start

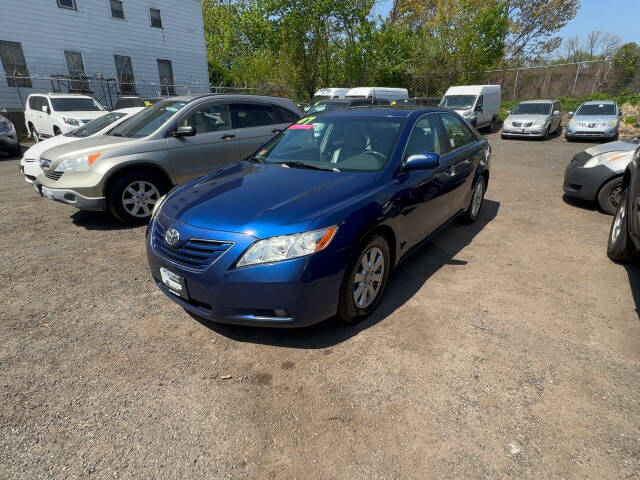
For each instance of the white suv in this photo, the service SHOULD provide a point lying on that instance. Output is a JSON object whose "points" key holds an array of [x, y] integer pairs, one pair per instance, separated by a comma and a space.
{"points": [[52, 114]]}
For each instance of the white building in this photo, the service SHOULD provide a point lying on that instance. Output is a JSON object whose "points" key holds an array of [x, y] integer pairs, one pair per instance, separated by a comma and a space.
{"points": [[111, 48]]}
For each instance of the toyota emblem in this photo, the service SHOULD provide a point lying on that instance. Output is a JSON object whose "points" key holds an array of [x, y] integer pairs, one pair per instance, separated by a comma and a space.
{"points": [[172, 236]]}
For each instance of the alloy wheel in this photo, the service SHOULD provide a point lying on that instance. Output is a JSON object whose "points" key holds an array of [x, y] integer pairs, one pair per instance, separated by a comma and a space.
{"points": [[367, 281], [139, 197]]}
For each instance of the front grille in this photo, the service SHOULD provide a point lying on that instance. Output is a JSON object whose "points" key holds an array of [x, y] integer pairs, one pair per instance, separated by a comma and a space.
{"points": [[53, 175], [195, 254]]}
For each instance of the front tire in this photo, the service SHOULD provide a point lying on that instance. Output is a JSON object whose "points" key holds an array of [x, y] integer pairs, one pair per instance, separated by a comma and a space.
{"points": [[609, 196], [132, 196], [620, 248], [365, 280]]}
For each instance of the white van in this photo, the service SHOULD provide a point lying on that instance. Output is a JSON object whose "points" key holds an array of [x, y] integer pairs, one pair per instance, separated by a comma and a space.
{"points": [[328, 94], [478, 104], [379, 92]]}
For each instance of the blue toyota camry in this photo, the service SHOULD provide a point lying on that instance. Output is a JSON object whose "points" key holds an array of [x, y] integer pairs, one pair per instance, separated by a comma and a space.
{"points": [[311, 225]]}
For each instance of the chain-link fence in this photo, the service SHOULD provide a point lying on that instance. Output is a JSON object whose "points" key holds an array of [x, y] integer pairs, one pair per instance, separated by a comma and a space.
{"points": [[547, 81]]}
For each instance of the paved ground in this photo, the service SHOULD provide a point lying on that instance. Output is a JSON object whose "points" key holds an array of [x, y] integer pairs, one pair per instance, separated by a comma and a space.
{"points": [[506, 349]]}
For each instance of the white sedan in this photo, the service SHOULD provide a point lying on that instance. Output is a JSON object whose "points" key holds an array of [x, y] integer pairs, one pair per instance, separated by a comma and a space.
{"points": [[30, 164]]}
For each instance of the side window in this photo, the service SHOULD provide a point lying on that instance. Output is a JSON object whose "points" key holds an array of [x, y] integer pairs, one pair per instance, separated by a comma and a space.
{"points": [[245, 115], [424, 137], [458, 133], [208, 118], [284, 115]]}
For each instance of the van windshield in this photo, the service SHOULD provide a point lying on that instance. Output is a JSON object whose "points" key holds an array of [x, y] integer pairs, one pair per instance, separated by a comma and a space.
{"points": [[148, 120], [458, 102]]}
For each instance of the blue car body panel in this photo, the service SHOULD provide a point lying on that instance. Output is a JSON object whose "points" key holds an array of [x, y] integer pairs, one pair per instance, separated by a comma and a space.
{"points": [[245, 202]]}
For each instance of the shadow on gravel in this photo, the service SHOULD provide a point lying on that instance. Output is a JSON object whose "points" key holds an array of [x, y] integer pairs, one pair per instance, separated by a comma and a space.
{"points": [[405, 281], [578, 203], [98, 221]]}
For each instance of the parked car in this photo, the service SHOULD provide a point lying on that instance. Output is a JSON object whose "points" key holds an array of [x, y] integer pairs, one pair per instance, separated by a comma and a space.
{"points": [[624, 236], [339, 200], [328, 94], [50, 114], [387, 93], [534, 118], [8, 137], [30, 162], [478, 104], [168, 143], [418, 101], [131, 102], [339, 104], [596, 174], [594, 120]]}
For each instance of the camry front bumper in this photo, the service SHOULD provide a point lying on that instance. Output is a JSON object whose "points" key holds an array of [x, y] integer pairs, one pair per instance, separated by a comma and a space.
{"points": [[290, 293]]}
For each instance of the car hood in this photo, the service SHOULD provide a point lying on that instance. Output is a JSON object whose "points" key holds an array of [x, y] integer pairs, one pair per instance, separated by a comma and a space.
{"points": [[263, 200], [526, 118], [87, 145], [83, 115], [37, 149], [617, 146]]}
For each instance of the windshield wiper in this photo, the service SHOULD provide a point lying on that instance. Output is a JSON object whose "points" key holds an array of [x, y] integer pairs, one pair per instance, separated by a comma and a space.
{"points": [[298, 164]]}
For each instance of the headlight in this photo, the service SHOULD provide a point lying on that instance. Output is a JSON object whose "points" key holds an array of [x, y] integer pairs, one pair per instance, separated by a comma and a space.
{"points": [[275, 249], [157, 206], [605, 157], [78, 164]]}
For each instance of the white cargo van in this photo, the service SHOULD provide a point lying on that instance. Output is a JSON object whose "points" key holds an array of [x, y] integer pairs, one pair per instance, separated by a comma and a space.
{"points": [[328, 94], [378, 92], [478, 104]]}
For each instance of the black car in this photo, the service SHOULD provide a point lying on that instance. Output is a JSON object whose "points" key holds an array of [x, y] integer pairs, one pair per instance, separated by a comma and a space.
{"points": [[131, 102], [342, 103], [624, 237]]}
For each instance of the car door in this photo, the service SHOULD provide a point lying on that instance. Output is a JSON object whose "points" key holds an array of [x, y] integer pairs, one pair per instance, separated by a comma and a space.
{"points": [[425, 197], [214, 145], [255, 123], [465, 153]]}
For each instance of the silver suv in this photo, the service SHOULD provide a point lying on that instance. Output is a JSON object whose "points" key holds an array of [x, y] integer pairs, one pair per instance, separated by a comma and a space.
{"points": [[130, 168]]}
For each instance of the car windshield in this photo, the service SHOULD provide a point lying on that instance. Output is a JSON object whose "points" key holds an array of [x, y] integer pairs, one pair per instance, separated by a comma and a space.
{"points": [[339, 144], [532, 109], [597, 109], [148, 120], [458, 102], [94, 126], [321, 107], [76, 104]]}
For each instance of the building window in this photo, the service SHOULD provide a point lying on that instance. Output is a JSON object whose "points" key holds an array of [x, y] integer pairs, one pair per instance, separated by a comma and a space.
{"points": [[125, 74], [14, 64], [156, 18], [75, 66], [117, 9], [71, 4], [166, 77]]}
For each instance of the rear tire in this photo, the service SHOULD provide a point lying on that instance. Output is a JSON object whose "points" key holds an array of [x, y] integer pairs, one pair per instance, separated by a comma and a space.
{"points": [[365, 280], [132, 196], [472, 212], [609, 196], [620, 248]]}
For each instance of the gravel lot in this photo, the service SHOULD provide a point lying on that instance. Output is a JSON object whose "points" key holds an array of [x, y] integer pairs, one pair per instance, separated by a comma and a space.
{"points": [[505, 349]]}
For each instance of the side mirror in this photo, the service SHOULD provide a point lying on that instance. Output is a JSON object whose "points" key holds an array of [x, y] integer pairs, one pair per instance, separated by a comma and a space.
{"points": [[184, 131], [422, 161]]}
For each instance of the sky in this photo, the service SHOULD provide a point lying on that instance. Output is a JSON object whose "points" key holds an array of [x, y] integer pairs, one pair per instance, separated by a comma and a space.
{"points": [[621, 17]]}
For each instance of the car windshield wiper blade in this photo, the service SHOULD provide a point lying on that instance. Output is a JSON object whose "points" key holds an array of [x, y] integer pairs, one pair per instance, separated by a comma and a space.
{"points": [[298, 164]]}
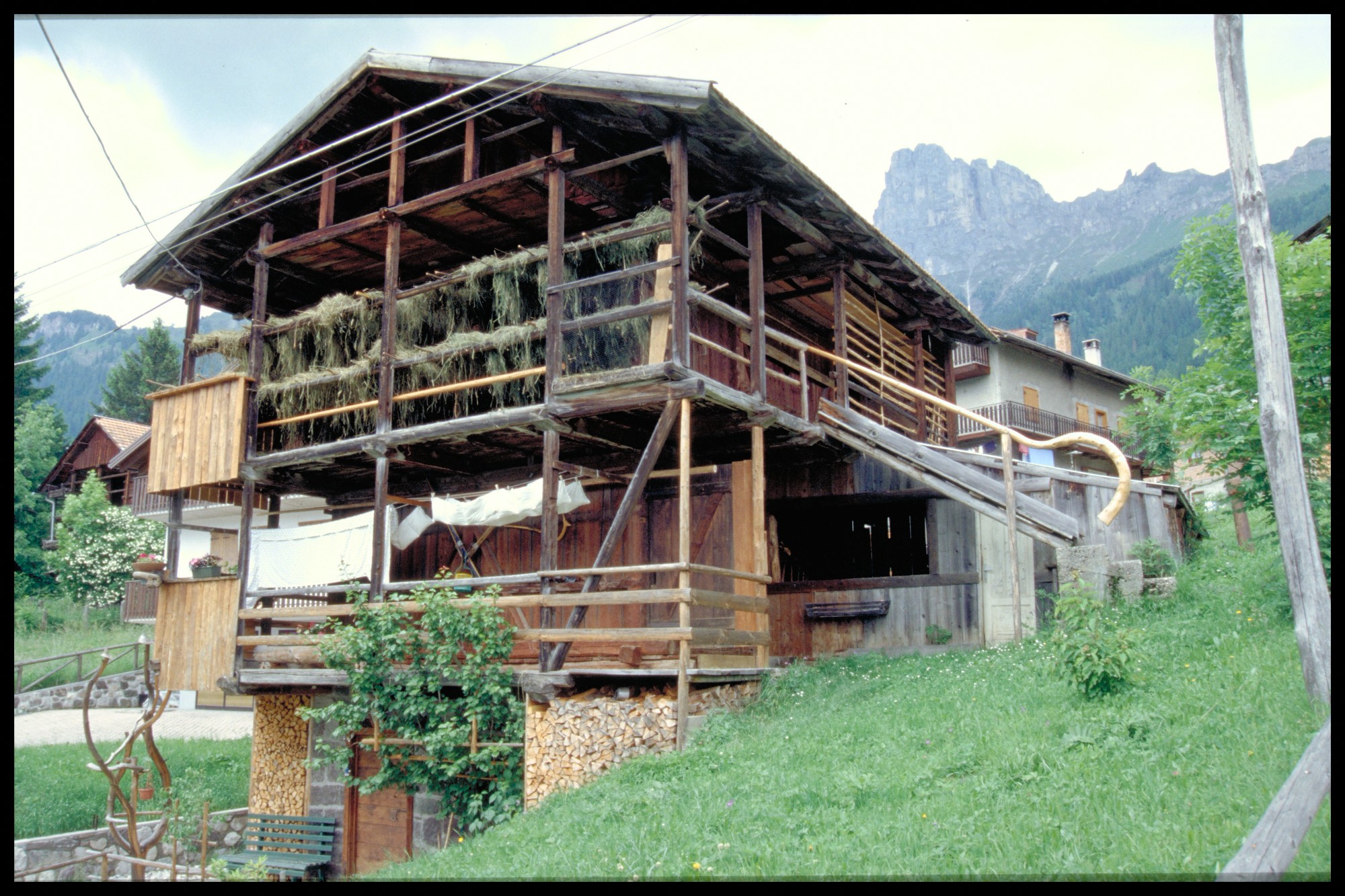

end

| Do this |
Rewrite all of the records above with every "SHOULD" replaced by "MUST" and nothing else changed. Leave the pictures out.

| Result below |
For each instance of the white suv in this photo, the service MUST provide a point lying on that instance. Output is a JSON object whose "points" key holds an array of [x, y] integer pairs, one pair per instance, separated by a comma and a space.
{"points": [[52, 114]]}
For each instance of the white building in this photo, the service MUST provide a point lying on that instance. Output is a JSON object whose "points" key holds an array of [x, y] integer pairs, one pair per instance, separated by a comma and a space.
{"points": [[111, 48]]}
For each instance of the toyota emblem in this photo, the service MUST provide a point lying on that instance. Output is a JSON object whose "points" key holds an array of [x, y] integer pairs, one pair per instance, separated by a comma and a space.
{"points": [[172, 236]]}
For each instance of the alloy wheel in this photo, the service MUST provide a point lying on that instance. Output is a JSON object whose "points" key holds an array of [x, y] integer pairs, one pair per instance, separated by a comma and a space.
{"points": [[367, 281], [139, 197]]}
For each instance of the front grille in this photo, the service MUST provide a point lying on that instance. Output is a JSON object whose "points" key holds an array of [x, y] integer pairs, one pair per instance, separated by a comma and a space.
{"points": [[53, 175], [195, 254]]}
For each instance of the front tire in this photo, the service MUST provide a point lying on that instance. Output is a JSON object whose "points" key holds an array of [x, y] integer pairs, one pair per instance, separated by a comma and a space.
{"points": [[609, 196], [132, 196], [620, 248], [365, 280]]}
For each instance of the white van in this photo, the service MUST provide a point lying on that instance. Output is a JSON object whose "points" key holds an array of [x, y] integer pairs, one pair per instance, separated by a comma and a space.
{"points": [[328, 94], [478, 104], [379, 92]]}
For each instance of the blue toyota camry in this photo, the service MUST provide a point lying on that instance. Output is a JSON object whose "points" key holds an array of [x, y] integer pairs, one pair per instance, separated by a comma and a space.
{"points": [[311, 225]]}
For each instance of the chain-link fence in this photo, the service MUST provide a point lying on that instance. Output is a JSON object whose "points" key holds an array of [x, y] integer pairs, one pair per instance, separated by a comma and a space.
{"points": [[547, 81]]}
For each instance of the paved ground in this photo, the service MUST provide a point lying on that instance. Output is a JSON object whose "points" key holds an array of [x, y] integer pairs, one pair per instance, separated by a comma and a space.
{"points": [[506, 349]]}
For each instance of the white sedan in this photo, the service MUST provide a point lying on that instance. Output is a JSON object whose "points" key holds an array of [x, y] integer pairs, one pair per instance, separated by a comma and a space.
{"points": [[30, 164]]}
For each instance of the side window in this photo, the service MUST provide a point lying on that instance. Output is a JSON object whose "points" key holds an array of [x, y] integer pairs, one pair per instance, separated by a comma and a space.
{"points": [[245, 115], [424, 137], [458, 133], [208, 118], [284, 115]]}
For each instance of the van windshield in this photo, the service MUST provide a point lying on that instance. Output is a JSON object whose "points" key holds an array of [x, y] integer pairs, one pair per instance, separated by a comma and a space.
{"points": [[148, 120], [458, 102]]}
For each instance of the blue car body panel in this photo, the service MUST provide a point lying on that instance. Output is a JSON object whose "points" key holds an array of [x, y] integer pairs, one pair per instance, separated by a comma and a space.
{"points": [[245, 202]]}
For each instance of the shadow on gravel in this photo, the service MUST provide a point lying on that instance. Output is a JSON object whose "points" key holds an array of [x, y] integer pairs, one pair per instance, separated by a comma and a space.
{"points": [[405, 281], [578, 203], [98, 221]]}
For each instance of the parked car in this photo, the service MUST provide a point lying on that instance. Output is a JSON object whose "points" key holds an array of [x, y] integer pairs, one pair per instance, separated by a comma and a space.
{"points": [[624, 236], [339, 200], [328, 94], [50, 114], [387, 93], [534, 118], [8, 137], [30, 162], [478, 104], [168, 143], [418, 101], [131, 102], [339, 104], [596, 174], [594, 120]]}
For each instance of the camry front bumper in this photo, the service MUST provide a point lying on that instance. Output is a JSON object whose "points" key holds an array of [x, y] integer pairs, one pair per instance, separated by a comma and a space.
{"points": [[290, 293]]}
For each instance of the car hood in this photo, the service MUST provide a point lying on that instance. Output is a JSON object whose "points" key holds an array of [x, y] integer pairs, one pair per instance, separated by a comma and a space.
{"points": [[263, 200], [526, 118], [87, 145], [83, 115], [37, 149], [617, 146]]}
For each instance of the windshield wiper in this photo, the service MUST provide a point lying on that instance. Output is a JSON object whose "points" key holds an array of [x, y] integer pairs, one pair per instance, separated by a comma and a space.
{"points": [[298, 164]]}
For each instance of the headlight in this photo, the service MUST provide a point lying on that instance. Output is a JSON object whose "points" key holds an array of [x, y] integer pairs, one pair per instance, separated by a comma and a space.
{"points": [[275, 249], [157, 206], [605, 157], [78, 164]]}
For each instance of the white cargo van in this photo, the service MUST provide a point lying on that instance. Output is a JSON object whose "points" key holds an array of [x, y] integer pairs, one pair per instance, separated by a comma and a space.
{"points": [[328, 94], [378, 92], [478, 104]]}
For each instance of the black car in this photo, the service MUST provide a point lying on that instance. Output is a JSON object whose "points" key holds an array of [x, y] integer pairs, one pair per instance, separated by a comma and a space.
{"points": [[131, 102], [342, 103], [624, 237]]}
For each instance of the car door in this photo, the service MUST provide a point lying on that instance. Output is a JSON object whose "points" key holds an array of [x, y] integer pairs, one pair per instance, separated by a comma and a space.
{"points": [[425, 197], [214, 145], [255, 123], [465, 153]]}
For each instance of the silver suv in this photo, the service MUST provide a point lying on that instance. Output is a JSON object whose "points" key holds an array of [x, y] integer pairs, one pair per instance, separated by a comma and a space.
{"points": [[130, 168]]}
For each instance of the car windshield in this photo, the service MUST provide a point lying on that instance. Output is a JSON object whose "points" key holds an array of [x, y] integer pairs, one pair per instance, separated by a comma and a space.
{"points": [[339, 144], [532, 109], [597, 109], [148, 120], [458, 102], [94, 126], [321, 107], [76, 104]]}
For each instance of the building window in this photo, the service MUST provide a point lying on that instance. Output is a JSON object whose "points" key holds an array of [x, y] integer pairs, one pair per instance, separated by a comma and a space.
{"points": [[125, 74], [14, 64], [156, 18], [75, 66], [117, 9], [71, 4], [166, 77]]}
For each instance of the rear tire in this photo, the service MUST provide a point lying on that instance. Output is a JSON object whose "points" key holds an array of [x, y] integer pairs, one pair per instance, separated by a comma and a space.
{"points": [[365, 280], [132, 196], [472, 212], [609, 196], [620, 248]]}
For each instance of the gravel lot in this photo, the service MUST provide a point lying on that instance. Output is a JSON object whose "points" key holds an array of [x, y] integer pairs, one pair per instance, separated by a comma and a space.
{"points": [[505, 349]]}
For each instance of the side mirror in this photo, the service MUST provide a point lying on that instance. Output is a JSON object whose "points" key holds an array of [x, y] integer pairs, one pair per instance, separated by a comma and a space.
{"points": [[184, 131], [422, 161]]}
For each instance of the sky in this photo, the service MUST provide a point lying on that instance. Output is a JSON object whose "points" key holds an array of [x, y] integer pairs, one pair per instance, separated by a comma and a space.
{"points": [[621, 17]]}
For each instance of the car windshield wiper blade in this photo, the service MUST provide a point lying on that instance. Output is a JSON object whose "points" key holds an array of [x, y] integer pairs, one pair per instance, separated by a comma and a space.
{"points": [[298, 164]]}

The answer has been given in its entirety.